EXTRACT PROVIDED:
====
JOLIET — The sky was the limit when Empress Casino opened June 17, 1992. But what a difference 20 years make.

The current owners of the same casino — now Hollywood Casino Joliet — say business is flat, the state political environment is hostile and the odds are slim that they’ll be investing more money in the place anytime soon.

“The spending per customer is flat,” said Tim Wilmott, president of Penn National Gaming, which owns Hollywood Casino. “We’re not seeing growth in our business.”

It’s the same everywhere, Wilmott said. Since 2008, the casino industry has disproved earlier suspicions that it was recession proof. What’s made matters worse in Illinois, said Wilmott, is that state politicians seem to be constantly finding ways to take a cut of their business to replenish government coffers.

At first, a gamble

How different it was back on a June night 20 years ago when Wilmott was in Joliet working for Harrah’s, which would open a year after the Empress. Back then, it was not clear how successful riverboat gambling would be in the Midwest. It became clear quickly for Wilmott when he visited the Empress when it opened — the first riverboat casino in the Chicago regional market.

The place was packed, he said. What’s more, customers back then had to pay $20 just to get onto the riverboats, and they were willing to pay more.

“I remember some customers buying those cruise tickets and scalping their tickets for $100 to people who would buy them just to get on the boat and gamble,” Wilmott said.

The game was on.

“I went back and called my corporate office at Harrah’s and said, ‘Whatever we have to do and spend to open up quickly, we’re going to make it up.’ ”
====
DATASET RECORDS:
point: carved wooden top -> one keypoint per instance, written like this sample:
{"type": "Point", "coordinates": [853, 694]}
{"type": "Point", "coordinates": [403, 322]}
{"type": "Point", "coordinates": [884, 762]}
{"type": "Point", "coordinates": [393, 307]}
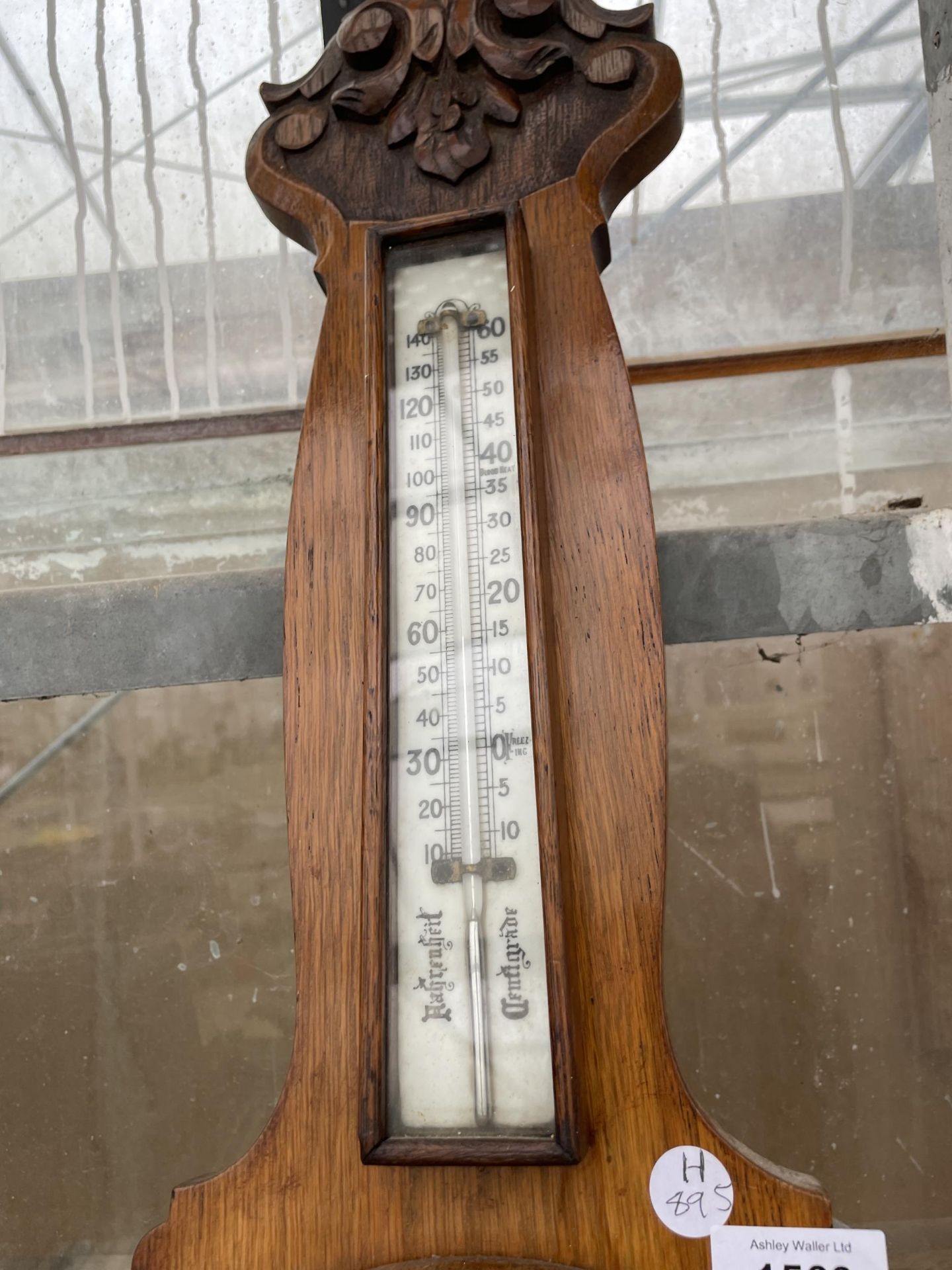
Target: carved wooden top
{"type": "Point", "coordinates": [437, 69]}
{"type": "Point", "coordinates": [419, 108]}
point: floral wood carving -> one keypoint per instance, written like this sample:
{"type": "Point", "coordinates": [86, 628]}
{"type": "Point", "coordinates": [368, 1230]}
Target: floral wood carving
{"type": "Point", "coordinates": [436, 70]}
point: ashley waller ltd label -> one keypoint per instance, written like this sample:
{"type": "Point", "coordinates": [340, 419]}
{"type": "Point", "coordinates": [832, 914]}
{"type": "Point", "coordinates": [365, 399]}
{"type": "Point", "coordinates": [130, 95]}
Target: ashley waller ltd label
{"type": "Point", "coordinates": [790, 1248]}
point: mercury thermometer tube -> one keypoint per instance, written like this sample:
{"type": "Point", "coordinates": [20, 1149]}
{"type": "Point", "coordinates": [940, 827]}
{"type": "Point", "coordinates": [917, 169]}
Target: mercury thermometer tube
{"type": "Point", "coordinates": [462, 578]}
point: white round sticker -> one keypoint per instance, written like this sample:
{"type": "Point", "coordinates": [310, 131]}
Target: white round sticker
{"type": "Point", "coordinates": [691, 1191]}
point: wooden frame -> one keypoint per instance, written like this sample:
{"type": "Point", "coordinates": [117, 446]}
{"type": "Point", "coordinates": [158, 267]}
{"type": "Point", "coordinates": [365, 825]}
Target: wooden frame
{"type": "Point", "coordinates": [597, 102]}
{"type": "Point", "coordinates": [377, 1147]}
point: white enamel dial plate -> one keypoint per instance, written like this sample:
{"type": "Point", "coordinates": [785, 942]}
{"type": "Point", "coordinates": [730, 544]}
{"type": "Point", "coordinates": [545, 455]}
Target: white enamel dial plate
{"type": "Point", "coordinates": [469, 1033]}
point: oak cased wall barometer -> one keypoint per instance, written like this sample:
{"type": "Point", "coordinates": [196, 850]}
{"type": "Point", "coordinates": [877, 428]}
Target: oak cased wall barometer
{"type": "Point", "coordinates": [474, 683]}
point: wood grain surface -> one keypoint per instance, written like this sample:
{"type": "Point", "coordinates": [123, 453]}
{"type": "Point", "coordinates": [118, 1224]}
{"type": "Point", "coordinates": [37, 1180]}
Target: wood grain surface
{"type": "Point", "coordinates": [302, 1199]}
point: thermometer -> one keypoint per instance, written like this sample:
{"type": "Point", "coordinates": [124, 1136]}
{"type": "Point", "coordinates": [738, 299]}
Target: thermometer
{"type": "Point", "coordinates": [469, 1023]}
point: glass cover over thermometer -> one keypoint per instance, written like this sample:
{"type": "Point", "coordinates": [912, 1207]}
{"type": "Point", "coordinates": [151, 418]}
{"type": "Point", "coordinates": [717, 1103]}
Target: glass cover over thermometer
{"type": "Point", "coordinates": [469, 1031]}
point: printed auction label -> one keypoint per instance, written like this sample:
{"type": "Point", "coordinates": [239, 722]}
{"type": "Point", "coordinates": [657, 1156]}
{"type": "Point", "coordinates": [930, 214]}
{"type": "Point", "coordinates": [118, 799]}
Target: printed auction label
{"type": "Point", "coordinates": [790, 1248]}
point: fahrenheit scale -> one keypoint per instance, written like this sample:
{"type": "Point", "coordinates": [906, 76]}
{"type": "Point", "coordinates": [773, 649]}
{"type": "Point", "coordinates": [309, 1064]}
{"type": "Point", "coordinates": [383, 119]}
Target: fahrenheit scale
{"type": "Point", "coordinates": [469, 1031]}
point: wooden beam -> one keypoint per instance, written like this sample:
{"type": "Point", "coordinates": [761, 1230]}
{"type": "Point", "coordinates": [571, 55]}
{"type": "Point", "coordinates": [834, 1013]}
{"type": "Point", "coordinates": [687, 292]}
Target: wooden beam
{"type": "Point", "coordinates": [771, 359]}
{"type": "Point", "coordinates": [715, 364]}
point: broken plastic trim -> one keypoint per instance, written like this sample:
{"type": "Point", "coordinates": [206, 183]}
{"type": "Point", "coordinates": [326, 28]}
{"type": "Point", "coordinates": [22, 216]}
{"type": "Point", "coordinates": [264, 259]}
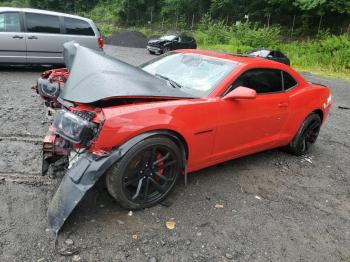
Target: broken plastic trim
{"type": "Point", "coordinates": [85, 173]}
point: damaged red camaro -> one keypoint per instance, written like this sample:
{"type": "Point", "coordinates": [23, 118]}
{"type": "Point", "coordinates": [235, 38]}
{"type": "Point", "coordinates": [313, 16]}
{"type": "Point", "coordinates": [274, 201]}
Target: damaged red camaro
{"type": "Point", "coordinates": [143, 127]}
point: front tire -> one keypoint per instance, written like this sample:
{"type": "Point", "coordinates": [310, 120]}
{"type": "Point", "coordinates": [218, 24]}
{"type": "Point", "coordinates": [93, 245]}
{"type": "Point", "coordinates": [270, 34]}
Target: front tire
{"type": "Point", "coordinates": [306, 135]}
{"type": "Point", "coordinates": [146, 174]}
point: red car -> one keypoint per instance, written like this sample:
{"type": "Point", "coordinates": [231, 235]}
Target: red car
{"type": "Point", "coordinates": [144, 127]}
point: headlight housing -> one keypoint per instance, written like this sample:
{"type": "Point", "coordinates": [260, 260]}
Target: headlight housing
{"type": "Point", "coordinates": [74, 128]}
{"type": "Point", "coordinates": [48, 89]}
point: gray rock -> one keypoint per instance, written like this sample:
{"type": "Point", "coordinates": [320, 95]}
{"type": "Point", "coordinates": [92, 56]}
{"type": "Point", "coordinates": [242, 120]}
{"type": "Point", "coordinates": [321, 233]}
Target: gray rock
{"type": "Point", "coordinates": [152, 259]}
{"type": "Point", "coordinates": [69, 242]}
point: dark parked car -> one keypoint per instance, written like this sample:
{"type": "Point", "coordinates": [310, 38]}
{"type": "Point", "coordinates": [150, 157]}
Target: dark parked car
{"type": "Point", "coordinates": [170, 42]}
{"type": "Point", "coordinates": [274, 55]}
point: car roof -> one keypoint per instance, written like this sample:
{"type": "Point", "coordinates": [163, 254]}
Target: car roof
{"type": "Point", "coordinates": [242, 59]}
{"type": "Point", "coordinates": [39, 11]}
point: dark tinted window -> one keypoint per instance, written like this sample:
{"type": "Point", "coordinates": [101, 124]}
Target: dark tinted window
{"type": "Point", "coordinates": [9, 22]}
{"type": "Point", "coordinates": [289, 81]}
{"type": "Point", "coordinates": [77, 27]}
{"type": "Point", "coordinates": [42, 23]}
{"type": "Point", "coordinates": [261, 80]}
{"type": "Point", "coordinates": [186, 39]}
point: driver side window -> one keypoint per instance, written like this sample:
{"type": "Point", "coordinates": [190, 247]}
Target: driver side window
{"type": "Point", "coordinates": [262, 80]}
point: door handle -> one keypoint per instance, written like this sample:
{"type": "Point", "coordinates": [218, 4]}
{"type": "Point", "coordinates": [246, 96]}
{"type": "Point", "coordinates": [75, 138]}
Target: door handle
{"type": "Point", "coordinates": [283, 104]}
{"type": "Point", "coordinates": [17, 37]}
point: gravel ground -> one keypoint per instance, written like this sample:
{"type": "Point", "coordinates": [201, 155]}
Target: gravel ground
{"type": "Point", "coordinates": [269, 206]}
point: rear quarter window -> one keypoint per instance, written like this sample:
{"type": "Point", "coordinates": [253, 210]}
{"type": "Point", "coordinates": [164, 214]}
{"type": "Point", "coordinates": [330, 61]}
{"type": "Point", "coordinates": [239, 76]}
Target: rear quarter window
{"type": "Point", "coordinates": [288, 81]}
{"type": "Point", "coordinates": [77, 27]}
{"type": "Point", "coordinates": [40, 23]}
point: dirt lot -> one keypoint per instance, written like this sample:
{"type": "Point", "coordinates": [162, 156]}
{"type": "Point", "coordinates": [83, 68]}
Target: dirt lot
{"type": "Point", "coordinates": [275, 207]}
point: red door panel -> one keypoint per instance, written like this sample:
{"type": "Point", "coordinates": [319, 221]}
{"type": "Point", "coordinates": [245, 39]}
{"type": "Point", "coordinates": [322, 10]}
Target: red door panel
{"type": "Point", "coordinates": [250, 125]}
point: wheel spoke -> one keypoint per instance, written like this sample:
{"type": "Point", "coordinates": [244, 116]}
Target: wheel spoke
{"type": "Point", "coordinates": [132, 181]}
{"type": "Point", "coordinates": [161, 159]}
{"type": "Point", "coordinates": [138, 189]}
{"type": "Point", "coordinates": [158, 187]}
{"type": "Point", "coordinates": [165, 165]}
{"type": "Point", "coordinates": [153, 154]}
{"type": "Point", "coordinates": [146, 189]}
{"type": "Point", "coordinates": [161, 176]}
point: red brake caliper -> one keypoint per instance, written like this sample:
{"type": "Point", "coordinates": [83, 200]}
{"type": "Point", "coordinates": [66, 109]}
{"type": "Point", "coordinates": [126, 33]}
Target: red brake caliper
{"type": "Point", "coordinates": [161, 171]}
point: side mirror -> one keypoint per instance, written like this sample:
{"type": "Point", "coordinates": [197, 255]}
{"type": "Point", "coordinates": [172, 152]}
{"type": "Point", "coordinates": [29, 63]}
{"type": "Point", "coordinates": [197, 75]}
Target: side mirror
{"type": "Point", "coordinates": [241, 92]}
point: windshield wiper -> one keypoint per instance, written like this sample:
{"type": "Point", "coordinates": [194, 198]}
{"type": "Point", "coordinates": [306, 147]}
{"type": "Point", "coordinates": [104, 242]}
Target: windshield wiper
{"type": "Point", "coordinates": [172, 82]}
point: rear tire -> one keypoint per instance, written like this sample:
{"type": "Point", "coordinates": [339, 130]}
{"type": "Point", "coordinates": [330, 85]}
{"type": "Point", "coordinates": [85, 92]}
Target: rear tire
{"type": "Point", "coordinates": [306, 135]}
{"type": "Point", "coordinates": [146, 174]}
====
WHAT YOU SHOULD DO: Reproduce, word for word and in full, the article above about the Joliet casino's first twenty years.

COMPLETE OUTPUT:
JOLIET — The sky was the limit when Empress Casino opened June 17, 1992. But what a difference 20 years make.

The current owners of the same casino — now Hollywood Casino Joliet — say business is flat, the state political environment is hostile and the odds are slim that they’ll be investing more money in the place anytime soon.

“The spending per customer is flat,” said Tim Wilmott, president of Penn National Gaming, which owns Hollywood Casino. “We’re not seeing growth in our business.”

It’s the same everywhere, Wilmott said. Since 2008, the casino industry has disproved earlier suspicions that it was recession proof. What’s made matters worse in Illinois, said Wilmott, is that state politicians seem to be constantly finding ways to take a cut of their business to replenish government coffers.

At first, a gamble

How different it was back on a June night 20 years ago when Wilmott was in Joliet working for Harrah’s, which would open a year after the Empress. Back then, it was not clear how successful riverboat gambling would be in the Midwest. It became clear quickly for Wilmott when he visited the Empress when it opened — the first riverboat casino in the Chicago regional market.

The place was packed, he said. What’s more, customers back then had to pay $20 just to get onto the riverboats, and they were willing to pay more.

“I remember some customers buying those cruise tickets and scalping their tickets for $100 to people who would buy them just to get on the boat and gamble,” Wilmott said.

The game was on.

“I went back and called my corporate office at Harrah’s and said, ‘Whatever we have to do and spend to open up quickly, we’re going to make it up.’ ”